● PROBLEM TO WORK ON
Switch every "navy blue stripe" in the data below to "dark blue stripe", keeping everything else the same.

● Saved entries
<<<<

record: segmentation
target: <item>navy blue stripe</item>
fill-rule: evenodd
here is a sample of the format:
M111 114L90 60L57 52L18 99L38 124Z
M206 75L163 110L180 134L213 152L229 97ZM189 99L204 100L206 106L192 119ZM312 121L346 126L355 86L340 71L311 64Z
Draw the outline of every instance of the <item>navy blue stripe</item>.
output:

>>>>

● RESPONSE BELOW
record: segmentation
target: <item>dark blue stripe</item>
fill-rule: evenodd
here is a sample of the format:
M111 114L90 60L57 52L18 99L38 124Z
M206 75L163 110L180 134L213 152L229 97ZM189 99L204 100L206 106L192 119ZM312 121L346 126L355 86L340 71L311 64Z
Draw the outline of every instance of the <item>dark blue stripe</item>.
output:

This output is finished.